Swap every "curly hair" in the rows below for "wavy hair" and write the rows out again with nothing else changed. Leave out the pictures.

*** RECORDED DATA ***

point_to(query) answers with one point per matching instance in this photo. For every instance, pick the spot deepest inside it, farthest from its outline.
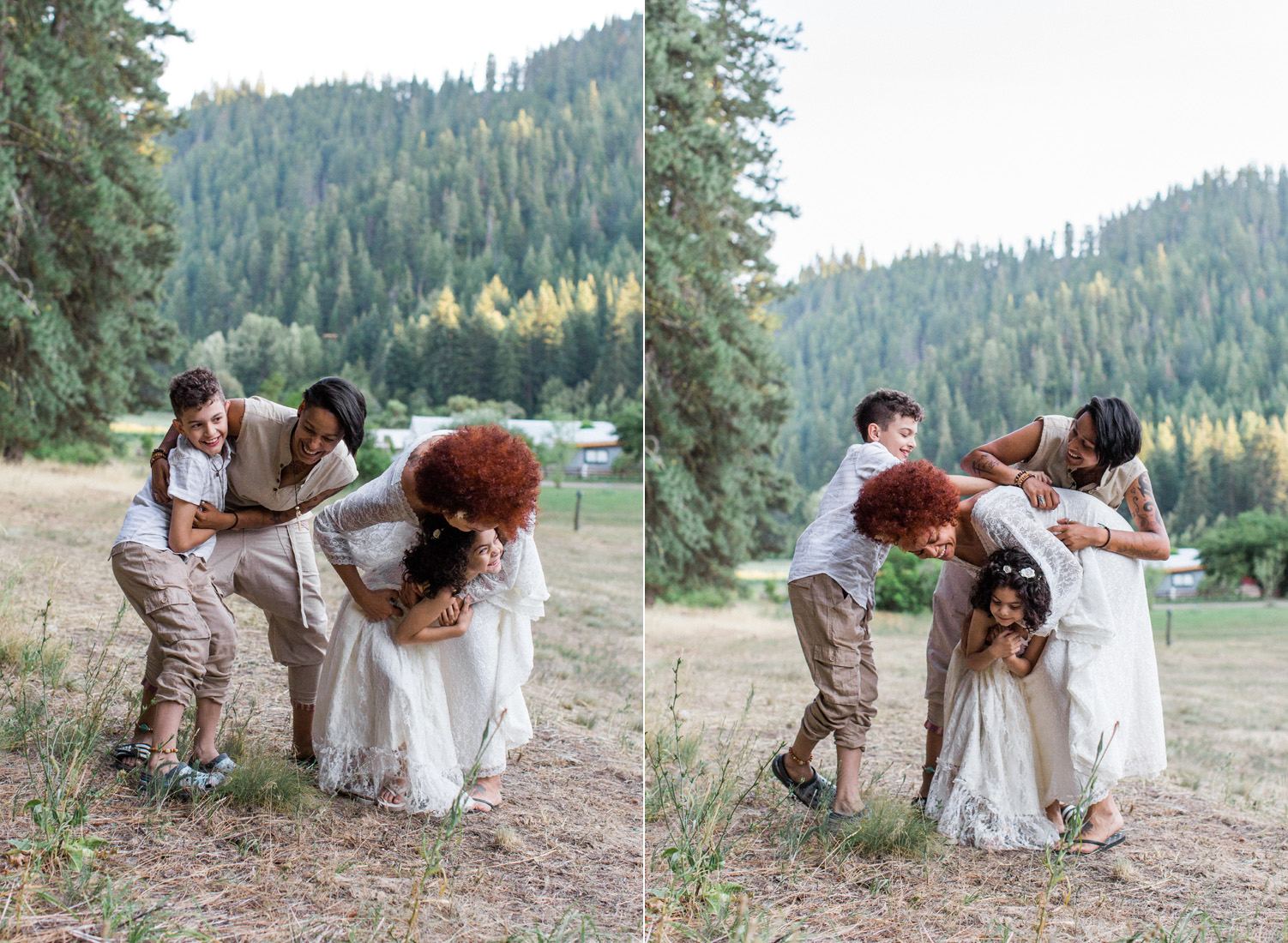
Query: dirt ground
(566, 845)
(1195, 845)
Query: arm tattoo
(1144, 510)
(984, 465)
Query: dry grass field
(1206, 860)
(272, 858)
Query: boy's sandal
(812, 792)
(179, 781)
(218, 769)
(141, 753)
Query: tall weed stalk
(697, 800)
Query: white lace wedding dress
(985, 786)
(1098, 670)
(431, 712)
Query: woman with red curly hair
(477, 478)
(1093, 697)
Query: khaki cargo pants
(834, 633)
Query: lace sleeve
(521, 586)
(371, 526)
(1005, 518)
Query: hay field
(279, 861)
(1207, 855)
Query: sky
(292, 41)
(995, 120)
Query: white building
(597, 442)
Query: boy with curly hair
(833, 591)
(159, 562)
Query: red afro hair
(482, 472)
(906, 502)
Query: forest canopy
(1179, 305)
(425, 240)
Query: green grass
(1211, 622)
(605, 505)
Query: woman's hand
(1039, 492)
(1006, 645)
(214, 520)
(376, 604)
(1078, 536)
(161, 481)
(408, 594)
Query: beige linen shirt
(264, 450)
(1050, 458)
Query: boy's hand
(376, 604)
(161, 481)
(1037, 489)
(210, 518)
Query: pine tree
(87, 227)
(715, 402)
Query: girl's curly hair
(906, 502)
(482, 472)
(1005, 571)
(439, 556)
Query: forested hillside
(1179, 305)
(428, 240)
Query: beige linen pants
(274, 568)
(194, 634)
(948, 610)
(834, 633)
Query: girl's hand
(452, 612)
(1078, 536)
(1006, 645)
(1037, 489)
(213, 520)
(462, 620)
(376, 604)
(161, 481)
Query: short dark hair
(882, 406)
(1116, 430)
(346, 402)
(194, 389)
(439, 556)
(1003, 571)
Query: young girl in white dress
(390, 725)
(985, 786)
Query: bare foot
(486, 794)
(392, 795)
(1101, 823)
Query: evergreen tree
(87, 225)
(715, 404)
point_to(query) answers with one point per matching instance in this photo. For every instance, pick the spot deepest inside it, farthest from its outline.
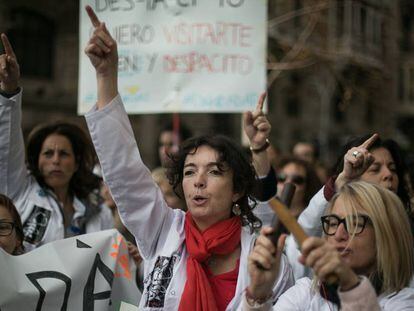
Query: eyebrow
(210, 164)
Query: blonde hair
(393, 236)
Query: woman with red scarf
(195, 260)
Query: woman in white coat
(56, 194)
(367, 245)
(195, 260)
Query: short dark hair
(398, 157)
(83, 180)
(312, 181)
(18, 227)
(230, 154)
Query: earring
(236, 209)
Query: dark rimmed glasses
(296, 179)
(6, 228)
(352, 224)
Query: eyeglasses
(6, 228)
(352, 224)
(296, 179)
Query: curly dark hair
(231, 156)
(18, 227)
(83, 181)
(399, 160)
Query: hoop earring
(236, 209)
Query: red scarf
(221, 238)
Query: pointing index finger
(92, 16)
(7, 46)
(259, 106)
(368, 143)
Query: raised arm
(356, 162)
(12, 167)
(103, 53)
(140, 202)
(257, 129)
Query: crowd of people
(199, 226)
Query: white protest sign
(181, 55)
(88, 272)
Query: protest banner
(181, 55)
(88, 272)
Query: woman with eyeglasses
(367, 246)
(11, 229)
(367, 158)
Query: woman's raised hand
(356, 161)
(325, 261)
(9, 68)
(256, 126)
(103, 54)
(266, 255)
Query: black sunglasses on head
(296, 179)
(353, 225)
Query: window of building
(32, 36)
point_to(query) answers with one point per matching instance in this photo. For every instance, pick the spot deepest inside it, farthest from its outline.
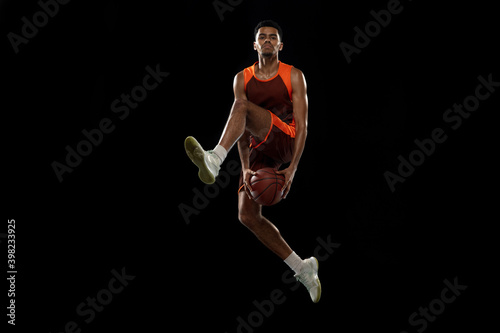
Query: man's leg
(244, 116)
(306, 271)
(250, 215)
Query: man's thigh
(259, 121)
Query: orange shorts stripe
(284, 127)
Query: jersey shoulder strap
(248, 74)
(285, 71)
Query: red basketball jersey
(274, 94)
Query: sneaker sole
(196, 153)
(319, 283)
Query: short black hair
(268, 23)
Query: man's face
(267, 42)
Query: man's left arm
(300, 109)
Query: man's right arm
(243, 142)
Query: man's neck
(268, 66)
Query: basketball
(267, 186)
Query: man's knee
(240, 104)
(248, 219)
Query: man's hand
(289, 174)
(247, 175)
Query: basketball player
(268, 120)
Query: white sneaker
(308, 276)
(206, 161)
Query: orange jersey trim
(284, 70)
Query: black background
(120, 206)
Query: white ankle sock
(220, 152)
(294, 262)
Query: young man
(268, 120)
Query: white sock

***

COMPLETE ANSWER:
point_to(query) answers with one point per matching instance in this photo. For every instance, pick the spot deepest inside it, farthest from its outline.
Query: dirt ground
(566, 845)
(1195, 845)
Query: arm tattoo
(1144, 510)
(984, 465)
Query: dry grass field
(1206, 860)
(272, 858)
Query: boy's sandal
(812, 792)
(179, 781)
(218, 769)
(141, 753)
Query: tall weed stalk
(697, 800)
Query: white lace wedding dress
(985, 786)
(1098, 670)
(431, 712)
Query: woman with red wavy hair
(477, 478)
(1093, 697)
Query: khaki cargo pants
(834, 633)
Query: lace sleeve
(521, 586)
(371, 526)
(1005, 518)
Query: hay field
(279, 861)
(1207, 855)
Query: sky
(292, 41)
(995, 120)
Query: white building
(597, 442)
Query: boy with wavy hair
(833, 591)
(159, 562)
Query: red afro hair
(482, 472)
(906, 502)
Query: forest canopy
(1179, 305)
(425, 240)
Query: green grass
(1211, 622)
(605, 505)
Query: woman's hand
(1039, 492)
(1006, 645)
(214, 520)
(376, 604)
(1078, 536)
(161, 481)
(408, 594)
Query: beige linen shirt
(264, 450)
(1050, 458)
Query: boy's hand
(376, 604)
(161, 481)
(1037, 489)
(210, 518)
Query: pine tree
(87, 227)
(715, 402)
Query: girl's wavy hair
(906, 502)
(482, 472)
(1005, 571)
(439, 556)
Query: forested hillside
(1179, 305)
(428, 240)
Query: beige linen pants
(274, 568)
(194, 634)
(948, 610)
(834, 633)
Query: girl's hand
(452, 612)
(1078, 536)
(1006, 645)
(1037, 489)
(213, 520)
(462, 620)
(376, 604)
(161, 481)
Query: short dark hair
(882, 406)
(1116, 430)
(346, 402)
(194, 389)
(439, 556)
(1003, 571)
Query: young girl in white dress
(390, 725)
(985, 786)
Query: bare foot
(486, 794)
(392, 795)
(1101, 823)
Query: evergreen tree
(87, 225)
(715, 404)
point_to(query) answers with one point per matching instance in this photo. For every instance, pick the spot deepest inside it, farthest from its outline.
Query: eyebrow
(210, 164)
Query: blonde hair
(393, 236)
Query: woman with red scarf
(195, 260)
Query: woman in white coat
(56, 194)
(367, 245)
(195, 260)
Query: short dark hair
(398, 157)
(83, 180)
(312, 181)
(18, 227)
(230, 154)
Query: earring
(236, 209)
Query: dark rimmed glasses
(296, 179)
(6, 228)
(352, 224)
Query: eyeglasses
(6, 228)
(352, 224)
(296, 179)
Query: curly dark hair
(231, 156)
(18, 227)
(83, 181)
(399, 160)
Query: hoop earring
(236, 209)
Query: red scarf
(221, 238)
Query: pointing index finger
(92, 16)
(7, 46)
(259, 106)
(368, 143)
Query: raised arm
(356, 162)
(12, 167)
(103, 53)
(140, 202)
(257, 129)
Query: crowd of people
(199, 226)
Query: white protest sign
(181, 55)
(88, 272)
Query: protest banner
(181, 55)
(88, 272)
Query: woman with eyeglasses
(367, 246)
(11, 229)
(367, 158)
Query: woman's raised hand
(356, 161)
(325, 261)
(9, 68)
(256, 126)
(103, 54)
(266, 255)
Query: black sunglasses on head
(296, 179)
(353, 225)
Query: window of building
(32, 36)
point_to(query) answers with one point per matching instance in this photo. For every instance, pick the spot deepest inside it, farthest from its outline.
Query: man's leg
(244, 116)
(306, 271)
(250, 215)
Query: man's thigh
(259, 121)
Query: orange shorts stripe
(284, 127)
Query: jersey shoulder strap
(248, 74)
(285, 71)
Query: red basketball jersey
(274, 94)
Query: sneaker sole
(196, 153)
(319, 283)
Query: short black hair
(268, 23)
Query: man's face
(267, 42)
Query: man's left arm
(300, 109)
Query: man's right arm
(243, 142)
Query: man's neck
(268, 66)
Query: basketball
(267, 186)
Query: man's knee
(240, 104)
(248, 219)
Query: man's hand
(289, 174)
(247, 175)
Query: basketball player
(268, 120)
Query: white sneaker
(308, 276)
(206, 161)
Query: orange jersey trim
(284, 70)
Query: black background
(120, 206)
Query: white ankle sock
(220, 152)
(294, 262)
Query: young man
(268, 120)
Query: white sock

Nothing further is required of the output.